## WORK TO DO
Update the entries beginning at the line that has "of the maroon" and stopping after the line that has "[(383, 139)]", replacing "maroon" with "dark red" and leaving everything else unchanged. Give only those lines.

--- RECORDS SUPPLIED ---

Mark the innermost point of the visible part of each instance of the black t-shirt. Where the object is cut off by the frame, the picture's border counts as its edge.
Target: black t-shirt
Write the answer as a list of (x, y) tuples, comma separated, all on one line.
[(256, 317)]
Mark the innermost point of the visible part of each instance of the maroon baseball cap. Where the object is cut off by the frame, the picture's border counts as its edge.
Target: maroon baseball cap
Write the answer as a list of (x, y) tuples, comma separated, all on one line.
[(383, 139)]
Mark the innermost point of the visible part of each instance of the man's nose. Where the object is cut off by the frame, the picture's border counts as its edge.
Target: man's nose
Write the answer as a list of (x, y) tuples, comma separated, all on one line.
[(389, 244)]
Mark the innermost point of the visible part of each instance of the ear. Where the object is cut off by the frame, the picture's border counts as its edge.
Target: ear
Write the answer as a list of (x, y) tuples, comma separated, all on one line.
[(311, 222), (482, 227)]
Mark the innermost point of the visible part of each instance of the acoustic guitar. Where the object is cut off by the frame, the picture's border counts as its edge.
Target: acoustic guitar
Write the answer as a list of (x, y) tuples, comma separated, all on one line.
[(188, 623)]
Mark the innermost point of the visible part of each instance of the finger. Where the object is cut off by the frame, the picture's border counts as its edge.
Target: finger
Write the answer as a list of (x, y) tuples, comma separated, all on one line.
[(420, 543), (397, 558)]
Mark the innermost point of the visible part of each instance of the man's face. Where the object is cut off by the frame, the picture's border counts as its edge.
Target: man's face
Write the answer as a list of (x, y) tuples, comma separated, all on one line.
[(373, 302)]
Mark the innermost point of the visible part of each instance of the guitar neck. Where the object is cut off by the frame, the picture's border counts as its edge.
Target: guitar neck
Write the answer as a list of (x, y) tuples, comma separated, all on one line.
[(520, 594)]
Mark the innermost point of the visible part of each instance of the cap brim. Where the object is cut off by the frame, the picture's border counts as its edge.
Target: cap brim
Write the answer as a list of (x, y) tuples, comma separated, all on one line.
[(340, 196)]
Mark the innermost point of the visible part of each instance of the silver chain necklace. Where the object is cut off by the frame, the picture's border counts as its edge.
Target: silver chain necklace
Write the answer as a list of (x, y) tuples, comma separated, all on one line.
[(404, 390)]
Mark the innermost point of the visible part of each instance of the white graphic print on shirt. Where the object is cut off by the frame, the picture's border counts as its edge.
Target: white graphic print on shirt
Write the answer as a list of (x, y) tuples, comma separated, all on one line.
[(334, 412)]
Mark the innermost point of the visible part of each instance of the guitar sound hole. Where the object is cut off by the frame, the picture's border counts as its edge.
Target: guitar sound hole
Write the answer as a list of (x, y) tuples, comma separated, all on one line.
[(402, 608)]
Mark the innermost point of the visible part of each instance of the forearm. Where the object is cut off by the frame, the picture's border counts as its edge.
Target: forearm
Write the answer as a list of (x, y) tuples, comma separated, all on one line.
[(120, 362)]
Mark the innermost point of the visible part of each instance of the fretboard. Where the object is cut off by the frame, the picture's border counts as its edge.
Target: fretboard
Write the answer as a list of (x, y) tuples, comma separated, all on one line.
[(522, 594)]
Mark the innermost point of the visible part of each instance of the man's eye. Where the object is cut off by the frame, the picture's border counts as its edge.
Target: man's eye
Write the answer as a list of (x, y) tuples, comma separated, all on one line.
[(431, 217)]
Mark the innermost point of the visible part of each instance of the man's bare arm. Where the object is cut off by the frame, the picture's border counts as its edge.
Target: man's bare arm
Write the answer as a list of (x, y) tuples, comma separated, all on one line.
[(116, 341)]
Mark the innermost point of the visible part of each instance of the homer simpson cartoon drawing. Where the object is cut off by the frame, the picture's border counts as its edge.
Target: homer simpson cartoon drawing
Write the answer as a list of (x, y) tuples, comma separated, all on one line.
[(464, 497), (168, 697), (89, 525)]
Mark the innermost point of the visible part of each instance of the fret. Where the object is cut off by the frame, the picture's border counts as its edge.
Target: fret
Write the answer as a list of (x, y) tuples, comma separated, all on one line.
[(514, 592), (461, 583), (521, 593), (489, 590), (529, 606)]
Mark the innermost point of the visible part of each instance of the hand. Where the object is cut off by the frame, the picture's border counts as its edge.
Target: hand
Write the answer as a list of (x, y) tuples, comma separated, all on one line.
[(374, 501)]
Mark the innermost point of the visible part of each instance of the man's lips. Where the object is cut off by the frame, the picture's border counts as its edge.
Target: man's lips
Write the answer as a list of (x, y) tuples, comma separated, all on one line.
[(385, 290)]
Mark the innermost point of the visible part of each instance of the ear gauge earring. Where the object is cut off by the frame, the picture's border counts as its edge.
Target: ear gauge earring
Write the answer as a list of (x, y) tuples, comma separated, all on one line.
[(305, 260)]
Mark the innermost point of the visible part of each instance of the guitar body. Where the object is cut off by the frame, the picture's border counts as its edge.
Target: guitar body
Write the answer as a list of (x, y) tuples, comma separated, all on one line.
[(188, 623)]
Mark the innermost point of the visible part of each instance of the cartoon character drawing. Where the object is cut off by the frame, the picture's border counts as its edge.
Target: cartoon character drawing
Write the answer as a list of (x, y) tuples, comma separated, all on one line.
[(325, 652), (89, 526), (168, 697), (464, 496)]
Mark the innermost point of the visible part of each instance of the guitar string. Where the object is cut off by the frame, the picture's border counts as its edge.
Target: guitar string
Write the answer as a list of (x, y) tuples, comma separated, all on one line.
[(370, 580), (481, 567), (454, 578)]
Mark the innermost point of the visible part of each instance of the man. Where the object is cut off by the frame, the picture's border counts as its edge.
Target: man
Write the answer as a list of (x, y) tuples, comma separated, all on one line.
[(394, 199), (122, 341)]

---

## ANSWER TO THE EXERCISE
Mark the innermost point of the visible part of each instance of the dark red baseball cap. Where the object is cut off by the frame, the picture's border counts as its edge.
Target: dark red baseball cap
Write the answer as a list of (x, y) tuples, comma separated, all on one line.
[(383, 139)]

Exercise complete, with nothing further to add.